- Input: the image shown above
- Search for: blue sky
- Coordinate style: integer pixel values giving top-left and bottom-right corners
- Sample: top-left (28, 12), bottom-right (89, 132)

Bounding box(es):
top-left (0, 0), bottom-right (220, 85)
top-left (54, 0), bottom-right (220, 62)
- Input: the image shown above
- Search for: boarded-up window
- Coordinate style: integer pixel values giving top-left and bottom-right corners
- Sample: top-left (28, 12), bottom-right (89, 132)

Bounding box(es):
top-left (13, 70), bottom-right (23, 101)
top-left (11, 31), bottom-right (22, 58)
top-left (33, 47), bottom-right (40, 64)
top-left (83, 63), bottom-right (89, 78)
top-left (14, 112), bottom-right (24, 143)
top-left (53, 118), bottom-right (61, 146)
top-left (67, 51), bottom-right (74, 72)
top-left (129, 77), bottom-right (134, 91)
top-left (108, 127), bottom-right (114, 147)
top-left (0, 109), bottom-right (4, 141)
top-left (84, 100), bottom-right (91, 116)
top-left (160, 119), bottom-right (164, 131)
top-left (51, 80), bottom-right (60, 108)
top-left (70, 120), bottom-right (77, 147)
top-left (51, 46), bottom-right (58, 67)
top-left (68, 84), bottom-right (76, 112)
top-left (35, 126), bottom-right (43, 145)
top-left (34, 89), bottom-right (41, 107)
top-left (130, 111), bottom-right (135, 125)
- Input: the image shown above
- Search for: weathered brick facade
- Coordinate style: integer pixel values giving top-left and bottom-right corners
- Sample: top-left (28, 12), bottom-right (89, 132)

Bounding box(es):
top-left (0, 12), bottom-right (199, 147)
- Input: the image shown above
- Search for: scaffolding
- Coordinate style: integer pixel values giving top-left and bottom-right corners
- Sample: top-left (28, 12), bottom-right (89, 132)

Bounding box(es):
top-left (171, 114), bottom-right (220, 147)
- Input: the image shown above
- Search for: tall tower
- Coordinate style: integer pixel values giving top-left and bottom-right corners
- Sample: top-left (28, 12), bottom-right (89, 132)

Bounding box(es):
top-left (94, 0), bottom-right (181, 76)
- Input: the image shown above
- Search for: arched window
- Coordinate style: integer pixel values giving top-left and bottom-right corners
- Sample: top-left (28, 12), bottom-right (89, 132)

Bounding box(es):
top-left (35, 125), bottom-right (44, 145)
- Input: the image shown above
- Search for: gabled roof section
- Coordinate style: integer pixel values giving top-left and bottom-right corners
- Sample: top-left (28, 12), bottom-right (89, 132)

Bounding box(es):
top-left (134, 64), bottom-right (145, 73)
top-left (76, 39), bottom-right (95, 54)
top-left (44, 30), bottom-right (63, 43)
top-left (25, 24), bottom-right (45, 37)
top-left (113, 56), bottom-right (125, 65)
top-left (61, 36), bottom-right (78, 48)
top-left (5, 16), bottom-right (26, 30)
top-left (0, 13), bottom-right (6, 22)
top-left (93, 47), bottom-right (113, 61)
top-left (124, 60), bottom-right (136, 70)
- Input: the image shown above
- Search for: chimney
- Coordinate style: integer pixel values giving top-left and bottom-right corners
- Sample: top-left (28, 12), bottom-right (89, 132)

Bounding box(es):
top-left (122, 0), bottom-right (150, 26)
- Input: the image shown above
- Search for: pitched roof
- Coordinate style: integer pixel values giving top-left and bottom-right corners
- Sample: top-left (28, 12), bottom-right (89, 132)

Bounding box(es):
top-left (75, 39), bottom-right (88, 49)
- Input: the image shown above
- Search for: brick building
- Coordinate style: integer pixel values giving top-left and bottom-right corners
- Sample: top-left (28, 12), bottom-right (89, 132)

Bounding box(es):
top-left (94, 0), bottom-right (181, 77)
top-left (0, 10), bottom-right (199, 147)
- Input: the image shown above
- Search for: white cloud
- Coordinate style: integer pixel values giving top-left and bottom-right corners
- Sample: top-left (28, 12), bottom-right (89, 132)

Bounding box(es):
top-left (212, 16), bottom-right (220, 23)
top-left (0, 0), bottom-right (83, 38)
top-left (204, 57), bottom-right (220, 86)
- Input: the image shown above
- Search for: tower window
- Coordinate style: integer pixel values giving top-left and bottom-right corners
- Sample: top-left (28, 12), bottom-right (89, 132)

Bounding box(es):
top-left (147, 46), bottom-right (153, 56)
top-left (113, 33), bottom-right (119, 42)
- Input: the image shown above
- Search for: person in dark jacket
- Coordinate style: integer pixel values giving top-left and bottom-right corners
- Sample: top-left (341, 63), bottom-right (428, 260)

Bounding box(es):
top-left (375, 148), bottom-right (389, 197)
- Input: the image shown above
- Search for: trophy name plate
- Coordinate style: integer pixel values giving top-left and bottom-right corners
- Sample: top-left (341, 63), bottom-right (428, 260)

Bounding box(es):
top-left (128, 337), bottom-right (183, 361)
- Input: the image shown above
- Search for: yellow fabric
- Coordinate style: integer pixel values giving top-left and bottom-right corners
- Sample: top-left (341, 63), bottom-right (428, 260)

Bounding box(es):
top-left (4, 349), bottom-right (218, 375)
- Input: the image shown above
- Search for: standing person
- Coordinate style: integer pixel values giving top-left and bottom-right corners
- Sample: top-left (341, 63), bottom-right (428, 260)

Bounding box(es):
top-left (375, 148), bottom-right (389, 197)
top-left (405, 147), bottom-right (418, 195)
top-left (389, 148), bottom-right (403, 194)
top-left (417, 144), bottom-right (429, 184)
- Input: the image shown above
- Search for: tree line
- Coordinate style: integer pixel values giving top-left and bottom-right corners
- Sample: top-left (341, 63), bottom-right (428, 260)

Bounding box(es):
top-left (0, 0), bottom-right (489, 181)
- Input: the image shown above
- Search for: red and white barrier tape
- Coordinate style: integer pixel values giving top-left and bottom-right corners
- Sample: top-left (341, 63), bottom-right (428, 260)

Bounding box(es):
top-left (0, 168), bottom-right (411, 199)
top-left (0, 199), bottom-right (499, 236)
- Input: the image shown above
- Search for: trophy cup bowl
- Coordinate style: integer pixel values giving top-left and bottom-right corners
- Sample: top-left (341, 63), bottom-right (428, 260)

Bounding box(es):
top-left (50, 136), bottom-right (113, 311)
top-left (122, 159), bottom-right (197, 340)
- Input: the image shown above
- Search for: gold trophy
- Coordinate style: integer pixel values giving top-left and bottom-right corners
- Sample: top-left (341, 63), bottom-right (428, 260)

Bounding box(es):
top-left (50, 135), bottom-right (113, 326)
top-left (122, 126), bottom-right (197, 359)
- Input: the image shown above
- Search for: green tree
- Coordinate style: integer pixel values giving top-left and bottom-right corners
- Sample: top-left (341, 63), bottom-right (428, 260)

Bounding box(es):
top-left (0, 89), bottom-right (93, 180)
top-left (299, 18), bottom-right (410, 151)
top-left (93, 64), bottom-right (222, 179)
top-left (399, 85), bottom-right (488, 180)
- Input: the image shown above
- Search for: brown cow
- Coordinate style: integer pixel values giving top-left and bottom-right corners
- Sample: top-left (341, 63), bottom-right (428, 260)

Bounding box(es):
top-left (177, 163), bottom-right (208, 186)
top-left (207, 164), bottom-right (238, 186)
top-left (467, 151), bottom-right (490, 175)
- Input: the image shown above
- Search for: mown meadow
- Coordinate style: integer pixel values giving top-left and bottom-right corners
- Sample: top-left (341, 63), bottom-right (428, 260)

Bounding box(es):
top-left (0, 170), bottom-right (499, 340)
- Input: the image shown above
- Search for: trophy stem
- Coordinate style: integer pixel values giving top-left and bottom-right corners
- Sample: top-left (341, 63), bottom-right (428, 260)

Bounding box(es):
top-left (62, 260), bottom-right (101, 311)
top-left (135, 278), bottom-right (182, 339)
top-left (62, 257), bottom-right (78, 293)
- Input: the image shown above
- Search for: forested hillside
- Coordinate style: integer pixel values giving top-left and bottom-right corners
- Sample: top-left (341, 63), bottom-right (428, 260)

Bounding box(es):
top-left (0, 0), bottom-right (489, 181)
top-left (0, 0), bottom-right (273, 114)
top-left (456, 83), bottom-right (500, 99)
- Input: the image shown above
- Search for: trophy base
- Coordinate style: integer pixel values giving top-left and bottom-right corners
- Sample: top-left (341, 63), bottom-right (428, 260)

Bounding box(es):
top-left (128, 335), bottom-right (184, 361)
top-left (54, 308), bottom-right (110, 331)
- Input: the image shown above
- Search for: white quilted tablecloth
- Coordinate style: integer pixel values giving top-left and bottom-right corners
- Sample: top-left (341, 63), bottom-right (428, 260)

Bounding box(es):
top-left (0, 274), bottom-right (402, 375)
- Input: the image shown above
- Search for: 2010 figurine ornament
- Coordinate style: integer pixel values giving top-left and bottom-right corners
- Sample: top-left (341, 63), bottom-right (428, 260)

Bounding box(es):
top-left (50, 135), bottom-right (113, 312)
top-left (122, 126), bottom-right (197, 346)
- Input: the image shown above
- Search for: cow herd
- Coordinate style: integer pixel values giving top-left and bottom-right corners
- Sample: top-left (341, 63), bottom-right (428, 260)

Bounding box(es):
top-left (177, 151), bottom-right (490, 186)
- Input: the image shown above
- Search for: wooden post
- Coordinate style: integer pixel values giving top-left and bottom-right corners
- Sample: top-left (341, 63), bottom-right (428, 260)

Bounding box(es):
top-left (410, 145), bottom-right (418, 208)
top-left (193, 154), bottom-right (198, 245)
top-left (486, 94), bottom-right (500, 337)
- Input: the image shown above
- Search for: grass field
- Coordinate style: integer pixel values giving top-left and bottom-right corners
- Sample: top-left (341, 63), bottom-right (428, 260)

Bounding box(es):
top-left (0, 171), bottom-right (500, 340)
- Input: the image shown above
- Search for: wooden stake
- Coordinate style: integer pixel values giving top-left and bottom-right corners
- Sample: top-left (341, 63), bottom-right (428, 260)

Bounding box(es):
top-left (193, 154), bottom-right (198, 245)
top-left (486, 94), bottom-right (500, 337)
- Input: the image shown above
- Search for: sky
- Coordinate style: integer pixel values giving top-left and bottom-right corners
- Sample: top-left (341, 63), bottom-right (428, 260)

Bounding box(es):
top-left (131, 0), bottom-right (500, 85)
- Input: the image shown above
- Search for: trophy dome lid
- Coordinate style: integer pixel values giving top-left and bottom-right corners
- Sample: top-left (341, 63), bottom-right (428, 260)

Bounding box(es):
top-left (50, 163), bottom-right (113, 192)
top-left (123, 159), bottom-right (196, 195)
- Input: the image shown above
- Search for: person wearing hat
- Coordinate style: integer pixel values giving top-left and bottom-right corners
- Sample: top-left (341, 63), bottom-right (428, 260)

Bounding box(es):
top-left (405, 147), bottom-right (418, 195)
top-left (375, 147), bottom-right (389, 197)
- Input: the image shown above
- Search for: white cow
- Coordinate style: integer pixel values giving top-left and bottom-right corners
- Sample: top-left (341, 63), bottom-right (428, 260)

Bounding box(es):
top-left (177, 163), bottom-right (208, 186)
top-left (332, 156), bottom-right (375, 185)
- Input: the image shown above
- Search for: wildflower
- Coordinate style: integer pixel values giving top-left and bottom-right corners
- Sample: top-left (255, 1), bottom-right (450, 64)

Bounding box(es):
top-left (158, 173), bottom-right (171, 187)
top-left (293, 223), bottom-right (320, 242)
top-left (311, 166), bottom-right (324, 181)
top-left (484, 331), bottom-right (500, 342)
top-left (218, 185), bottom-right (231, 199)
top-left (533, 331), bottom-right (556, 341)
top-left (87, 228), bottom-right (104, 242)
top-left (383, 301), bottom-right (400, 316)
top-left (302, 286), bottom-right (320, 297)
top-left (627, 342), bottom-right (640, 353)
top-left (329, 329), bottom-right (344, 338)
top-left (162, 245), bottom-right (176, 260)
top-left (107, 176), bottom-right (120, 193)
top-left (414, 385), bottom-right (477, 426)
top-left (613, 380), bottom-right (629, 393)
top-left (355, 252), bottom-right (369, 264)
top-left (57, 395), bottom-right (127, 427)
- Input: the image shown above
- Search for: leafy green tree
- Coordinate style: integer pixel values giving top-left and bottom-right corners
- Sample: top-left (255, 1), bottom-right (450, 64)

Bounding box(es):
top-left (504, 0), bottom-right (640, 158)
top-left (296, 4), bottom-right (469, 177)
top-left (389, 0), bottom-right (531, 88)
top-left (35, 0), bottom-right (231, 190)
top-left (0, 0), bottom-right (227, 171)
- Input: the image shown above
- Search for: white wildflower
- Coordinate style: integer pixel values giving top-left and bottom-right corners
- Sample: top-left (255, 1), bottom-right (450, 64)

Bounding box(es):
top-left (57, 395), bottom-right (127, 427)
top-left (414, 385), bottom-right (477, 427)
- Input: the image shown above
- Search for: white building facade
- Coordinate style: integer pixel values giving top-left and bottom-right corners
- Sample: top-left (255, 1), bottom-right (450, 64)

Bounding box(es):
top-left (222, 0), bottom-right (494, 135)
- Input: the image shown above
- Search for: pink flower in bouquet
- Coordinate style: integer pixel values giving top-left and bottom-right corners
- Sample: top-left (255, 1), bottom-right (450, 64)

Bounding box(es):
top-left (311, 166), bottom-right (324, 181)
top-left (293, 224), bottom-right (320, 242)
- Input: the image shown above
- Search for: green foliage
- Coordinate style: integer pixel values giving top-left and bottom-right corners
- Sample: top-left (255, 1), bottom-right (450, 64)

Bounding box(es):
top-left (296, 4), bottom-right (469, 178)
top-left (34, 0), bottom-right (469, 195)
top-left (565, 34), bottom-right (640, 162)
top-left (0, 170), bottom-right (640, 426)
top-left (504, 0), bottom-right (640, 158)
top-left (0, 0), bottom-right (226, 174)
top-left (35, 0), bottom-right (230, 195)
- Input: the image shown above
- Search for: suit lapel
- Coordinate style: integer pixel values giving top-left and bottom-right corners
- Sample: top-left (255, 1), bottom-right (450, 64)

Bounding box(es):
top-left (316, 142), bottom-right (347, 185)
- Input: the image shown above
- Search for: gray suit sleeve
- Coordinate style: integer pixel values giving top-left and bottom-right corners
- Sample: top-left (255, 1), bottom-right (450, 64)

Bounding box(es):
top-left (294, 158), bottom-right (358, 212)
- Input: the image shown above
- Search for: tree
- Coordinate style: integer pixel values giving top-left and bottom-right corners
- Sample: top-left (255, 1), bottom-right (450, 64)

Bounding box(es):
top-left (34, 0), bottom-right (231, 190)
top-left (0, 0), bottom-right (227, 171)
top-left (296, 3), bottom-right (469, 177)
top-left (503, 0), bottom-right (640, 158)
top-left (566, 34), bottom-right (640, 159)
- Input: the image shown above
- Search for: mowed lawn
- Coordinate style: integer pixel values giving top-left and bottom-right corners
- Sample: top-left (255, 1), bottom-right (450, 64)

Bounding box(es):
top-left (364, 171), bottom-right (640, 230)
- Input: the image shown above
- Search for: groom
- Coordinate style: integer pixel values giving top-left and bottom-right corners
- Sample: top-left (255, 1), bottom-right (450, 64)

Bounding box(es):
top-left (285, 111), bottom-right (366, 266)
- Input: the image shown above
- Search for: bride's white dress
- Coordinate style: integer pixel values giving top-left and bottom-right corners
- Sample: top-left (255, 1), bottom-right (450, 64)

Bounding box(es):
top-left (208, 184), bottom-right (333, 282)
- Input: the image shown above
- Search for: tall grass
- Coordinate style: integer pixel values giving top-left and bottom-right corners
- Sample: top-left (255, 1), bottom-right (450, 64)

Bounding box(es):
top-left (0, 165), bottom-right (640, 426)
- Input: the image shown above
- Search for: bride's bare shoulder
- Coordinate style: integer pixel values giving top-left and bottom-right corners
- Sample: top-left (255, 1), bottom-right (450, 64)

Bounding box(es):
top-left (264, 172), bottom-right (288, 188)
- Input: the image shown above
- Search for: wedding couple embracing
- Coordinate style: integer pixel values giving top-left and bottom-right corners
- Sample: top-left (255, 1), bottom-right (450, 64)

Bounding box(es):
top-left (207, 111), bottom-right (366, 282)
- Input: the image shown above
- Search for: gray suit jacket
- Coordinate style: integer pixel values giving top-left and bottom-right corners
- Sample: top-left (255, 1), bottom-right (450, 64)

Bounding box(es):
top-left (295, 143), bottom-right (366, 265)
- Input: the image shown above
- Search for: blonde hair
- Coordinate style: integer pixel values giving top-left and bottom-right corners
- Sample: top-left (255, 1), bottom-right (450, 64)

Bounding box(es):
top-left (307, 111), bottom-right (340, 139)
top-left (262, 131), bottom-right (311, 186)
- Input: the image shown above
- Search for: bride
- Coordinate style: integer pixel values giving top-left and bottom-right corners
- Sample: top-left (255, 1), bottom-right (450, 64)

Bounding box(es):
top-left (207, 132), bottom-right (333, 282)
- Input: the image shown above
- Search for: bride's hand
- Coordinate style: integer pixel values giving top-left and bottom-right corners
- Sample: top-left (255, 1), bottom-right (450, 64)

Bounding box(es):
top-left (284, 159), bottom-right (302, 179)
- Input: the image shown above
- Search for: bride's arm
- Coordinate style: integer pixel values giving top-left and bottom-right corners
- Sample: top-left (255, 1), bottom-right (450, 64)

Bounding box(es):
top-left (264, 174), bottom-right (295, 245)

_What the task asks_: Reproduce the stretch of the listing above from its first line through the line containing "top-left (54, 0), bottom-right (220, 62)", both ends included and requests kept in. Scale every bounding-box coordinate in the answers by 1.85 and round each to a whole number, halves up, leaving the numbers in the requests and their format samples unchanged.

_Full output_:
- Input: the image shown above
- Search for: blue sky
- Coordinate style: integer pixel values giving top-left and bottom-right corners
- Sample: top-left (28, 12), bottom-right (89, 132)

Bounding box(es):
top-left (0, 0), bottom-right (407, 157)
top-left (100, 0), bottom-right (407, 115)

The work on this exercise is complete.